Either way, whatever we do should use the appropriate static replacement
mechanism.
-hpa
--
H. Peter Anvin, Intel Open Source Technology Center
I work for Intel. I don't speak on their behalf.
Hi H. Peter Anvin
>What it sounds to me is that for Nehalem, we want to use memcpy_c for >=
>1024 bytes and the old code for < 1024 bytes;
Yes, so we modify memcpy_c as memcpy_new for Nehalem, and keep old
code for Core2 is acceptable?
Thanks
Ling
On 11/12/2009 11:23 PM, Ma, Ling wrote:
> Hi H. Peter Anvin
>> What it sounds to me is that for Nehalem, we want to use memcpy_c for >=
>> 1024 bytes and the old code for < 1024 bytes;
>
> Yes, so we modify memcpy_c as memcpy_new for Nehalem, and keep old
> code for Core2 is acceptable?

__List of tasks__
- 1) Summarize the memcpy thread in two sentences.
- 2) Reproduce everything in the memcpy thread from "Either way, whatever" down to "on their behalf.".
The data that comes after this memcpy thread plays no role here.

(Point labeling dataset excerpts)
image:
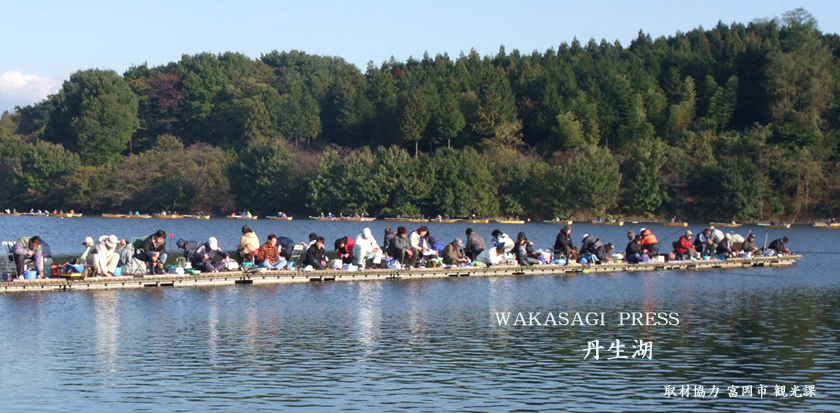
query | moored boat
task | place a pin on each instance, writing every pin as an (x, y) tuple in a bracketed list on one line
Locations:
[(619, 223), (509, 221), (732, 224), (410, 220), (772, 225)]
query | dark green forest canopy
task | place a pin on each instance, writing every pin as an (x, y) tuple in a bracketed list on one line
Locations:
[(736, 122)]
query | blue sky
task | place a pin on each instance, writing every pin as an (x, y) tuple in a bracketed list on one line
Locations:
[(45, 41)]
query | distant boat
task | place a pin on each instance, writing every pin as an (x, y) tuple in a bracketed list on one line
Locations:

__Solutions for each task__
- 1) H. Peter Anvin says that whatever approach is taken should use the appropriate static replacement mechanism, and he suggests that Nehalem should use memcpy_c for copies of 1024 bytes or more and the old code for smaller ones. Ling asks whether it would be acceptable to modify memcpy_c as memcpy_new for Nehalem and keep the old code for Core2.

- 2)
Either way, whatever we do should use the appropriate static replacement
mechanism.
-hpa
--
H. Peter Anvin, Intel Open Source Technology Center
I work for Intel. I don't speak on their behalf.